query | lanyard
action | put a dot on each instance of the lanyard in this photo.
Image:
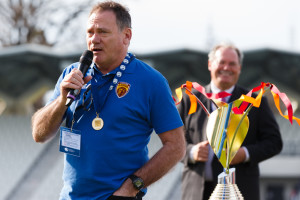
(99, 103)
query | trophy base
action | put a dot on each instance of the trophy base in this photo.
(226, 188)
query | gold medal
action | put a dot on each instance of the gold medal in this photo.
(97, 123)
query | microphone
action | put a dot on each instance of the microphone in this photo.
(86, 60)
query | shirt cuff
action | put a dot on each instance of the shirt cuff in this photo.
(247, 159)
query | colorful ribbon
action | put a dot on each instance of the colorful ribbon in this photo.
(246, 99)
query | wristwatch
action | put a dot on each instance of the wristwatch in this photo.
(137, 182)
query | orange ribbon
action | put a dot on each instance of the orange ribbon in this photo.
(277, 95)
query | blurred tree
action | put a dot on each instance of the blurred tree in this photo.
(45, 22)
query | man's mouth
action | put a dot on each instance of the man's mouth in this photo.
(96, 49)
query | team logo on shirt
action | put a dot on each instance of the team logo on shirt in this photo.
(122, 89)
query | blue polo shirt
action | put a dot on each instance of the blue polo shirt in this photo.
(108, 156)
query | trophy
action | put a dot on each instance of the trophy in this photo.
(227, 128)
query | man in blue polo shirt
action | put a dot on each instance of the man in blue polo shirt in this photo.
(108, 126)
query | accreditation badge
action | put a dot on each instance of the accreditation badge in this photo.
(70, 141)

ENUNCIADO:
Por favor, copia todos los datos sustituyendo "put a dot on" por "mark" y sin cambiar nada más. No incluyas la imagen en la respuesta.

RESULTADO:
query | lanyard
action | mark each instance of the lanyard in this photo.
Image:
(99, 103)
query | trophy base
action | mark each instance of the trophy base in this photo.
(226, 188)
query | gold medal
action | mark each instance of the gold medal in this photo.
(97, 123)
query | microphone
action | mark each instance of the microphone in this photo.
(86, 60)
query | shirt cuff
action | mark each instance of the shirt cuff in this photo.
(247, 159)
query | colorful ribbon
action | mark each instance of the colorful ribbon in this photo.
(246, 99)
query | wristwatch
action | mark each instance of the wristwatch in this photo.
(137, 182)
query | orange ribbon
action | mark each instance of the orange ribbon in this photo.
(277, 95)
query | blurred tree
action | mark each instance of the blurred tree in this photo.
(45, 22)
query | man's mouth
action | mark each instance of the man's mouth in this photo.
(96, 49)
query | team logo on shirt
action | mark each instance of the team logo on shirt in this photo.
(122, 89)
query | blue polo shirt
action | mark each instance of the blue polo shirt in this photo.
(108, 156)
query | trophy
action | mark each instance of the trophy in this photo.
(227, 128)
query | man in blue polo shirt
action | mark each instance of the man in blue polo shirt in this photo.
(108, 126)
query | accreditation badge
action | mark each instance of the accreditation badge in this photo.
(70, 141)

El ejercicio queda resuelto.